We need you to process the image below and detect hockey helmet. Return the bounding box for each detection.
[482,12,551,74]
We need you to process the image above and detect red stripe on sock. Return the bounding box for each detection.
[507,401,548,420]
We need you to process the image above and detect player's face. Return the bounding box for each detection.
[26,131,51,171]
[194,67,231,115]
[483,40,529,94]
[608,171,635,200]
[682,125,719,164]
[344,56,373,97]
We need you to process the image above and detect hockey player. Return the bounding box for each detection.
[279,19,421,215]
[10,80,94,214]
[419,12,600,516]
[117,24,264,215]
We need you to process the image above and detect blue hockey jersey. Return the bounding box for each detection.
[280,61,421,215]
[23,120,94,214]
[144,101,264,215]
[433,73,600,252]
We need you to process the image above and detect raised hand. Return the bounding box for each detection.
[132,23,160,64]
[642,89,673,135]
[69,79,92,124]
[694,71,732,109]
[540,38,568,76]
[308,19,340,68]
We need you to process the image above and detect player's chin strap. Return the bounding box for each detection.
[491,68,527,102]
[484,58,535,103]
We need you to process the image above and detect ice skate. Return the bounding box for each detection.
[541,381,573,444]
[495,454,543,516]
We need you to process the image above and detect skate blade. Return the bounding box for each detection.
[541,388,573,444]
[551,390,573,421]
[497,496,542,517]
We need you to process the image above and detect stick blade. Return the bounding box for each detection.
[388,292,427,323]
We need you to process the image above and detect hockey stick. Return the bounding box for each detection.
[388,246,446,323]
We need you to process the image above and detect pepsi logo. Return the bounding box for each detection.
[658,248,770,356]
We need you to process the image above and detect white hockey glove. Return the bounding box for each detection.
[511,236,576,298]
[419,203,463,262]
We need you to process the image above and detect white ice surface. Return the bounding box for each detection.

## [YOUR TASK]
From the first line to the last, return the listing exactly.

## [RESPONSE TO THE EXERCISE]
We need you to process the image below and detect hockey helmet. Return the bounding box for each detection.
[482,12,551,74]
We need you to process the image above and detect red stripe on sock. Return the bounding box for each detection.
[507,401,548,420]
We need you to process the image above and detect player's face. Return the bounding box for each detection.
[26,131,51,171]
[194,67,231,115]
[483,40,529,94]
[608,171,635,200]
[682,125,719,164]
[344,56,373,97]
We need you to process the image above and detect hockey player. Return the bounding box for each detection.
[279,19,421,215]
[10,80,94,214]
[419,12,600,516]
[117,24,264,215]
We need you to process the image above and detect blue hockey jersey. Return the bounding box for each detection.
[280,61,421,215]
[23,120,94,214]
[144,101,264,215]
[433,73,600,252]
We need you to process the image above and detect raised hand. Return the bounding box for each detection.
[132,23,160,64]
[642,89,673,135]
[69,79,92,124]
[694,71,732,109]
[540,38,568,76]
[308,19,340,68]
We need you to process the image above and detect player's chin strap. Return the bounding box for each detection.
[491,68,527,102]
[484,58,535,103]
We need you to process the image above and detect ice skate. Return the bounding box for each detection.
[541,381,573,444]
[495,454,543,516]
We need you to process the image above and detect skate blade. Return the bounding box for each detection.
[541,388,573,444]
[551,390,573,421]
[497,496,542,517]
We need you to process the image above and detect stick blade. Return the bounding box for each detection.
[388,292,427,323]
We need you to process the image above and detect hockey stick. Return the bounding box for each detection.
[388,246,446,323]
We need you to process the image above and detect pepsi logo. Return the bounding box for each detection.
[658,248,770,356]
We need you to process the image above and detect white hockey glove. Return the bounding box for each detection.
[511,236,576,298]
[419,203,463,262]
We need you to process the image above and detect white ice surface. Return the bounding box for each detection.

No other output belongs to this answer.